STATED EXERCISE: Carry over the entries in the part that opens with the line containing "of the cafe" and closes with the line containing "[[80, 200], [253, 356]]", both lines included, with the requests kept in place. Add -79 to every coordinate in the answers, and leave all other lines unchanged.

MATERIAL PROVIDED:
━━━━━━━━━━━━━━━━━━━━━━━━━━━━━━
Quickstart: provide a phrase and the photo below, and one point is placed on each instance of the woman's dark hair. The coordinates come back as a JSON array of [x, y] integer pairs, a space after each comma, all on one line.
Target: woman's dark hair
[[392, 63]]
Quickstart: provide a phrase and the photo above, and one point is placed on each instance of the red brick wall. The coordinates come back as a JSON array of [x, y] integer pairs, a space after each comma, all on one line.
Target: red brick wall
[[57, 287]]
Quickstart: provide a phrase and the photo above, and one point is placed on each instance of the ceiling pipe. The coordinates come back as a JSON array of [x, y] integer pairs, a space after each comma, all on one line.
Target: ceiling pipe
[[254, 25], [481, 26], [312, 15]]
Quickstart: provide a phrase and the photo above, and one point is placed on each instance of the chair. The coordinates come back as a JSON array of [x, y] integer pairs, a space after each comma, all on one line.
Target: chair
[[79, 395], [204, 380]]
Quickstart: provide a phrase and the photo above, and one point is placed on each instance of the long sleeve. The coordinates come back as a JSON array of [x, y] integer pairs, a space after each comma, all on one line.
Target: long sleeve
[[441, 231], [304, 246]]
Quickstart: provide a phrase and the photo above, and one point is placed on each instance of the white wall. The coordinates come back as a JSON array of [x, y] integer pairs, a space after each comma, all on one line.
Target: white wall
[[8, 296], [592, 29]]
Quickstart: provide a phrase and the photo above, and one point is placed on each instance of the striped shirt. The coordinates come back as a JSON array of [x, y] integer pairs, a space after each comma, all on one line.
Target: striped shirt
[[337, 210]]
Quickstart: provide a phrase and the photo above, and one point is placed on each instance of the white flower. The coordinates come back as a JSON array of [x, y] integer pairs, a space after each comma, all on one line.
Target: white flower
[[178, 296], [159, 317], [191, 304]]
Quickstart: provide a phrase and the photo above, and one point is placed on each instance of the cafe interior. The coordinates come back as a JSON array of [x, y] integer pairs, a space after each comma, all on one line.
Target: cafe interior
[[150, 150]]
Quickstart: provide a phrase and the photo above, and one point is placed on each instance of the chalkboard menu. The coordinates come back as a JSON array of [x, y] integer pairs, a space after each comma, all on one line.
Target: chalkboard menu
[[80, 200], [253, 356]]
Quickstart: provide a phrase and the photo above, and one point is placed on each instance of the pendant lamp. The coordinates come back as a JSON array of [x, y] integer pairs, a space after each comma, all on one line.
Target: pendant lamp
━━━━━━━━━━━━━━━━━━━━━━━━━━━━━━
TASK SOLUTION:
Quickstart: provide a phrase and the photo above, and one point is placed on each instance of the cafe interior. The coordinates come back as a JSON array of [x, y] integer pairs, a space after each comma, all on one line.
Target: cafe interior
[[71, 71]]
Quickstart: provide a phrase and the photo above, and one point is placed on each instance of the chalkboard menu. The coordinates come back as a JSON array of [x, y] integer pairs, a space after each comma, all on one line.
Target: chalkboard menu
[[1, 121], [174, 277]]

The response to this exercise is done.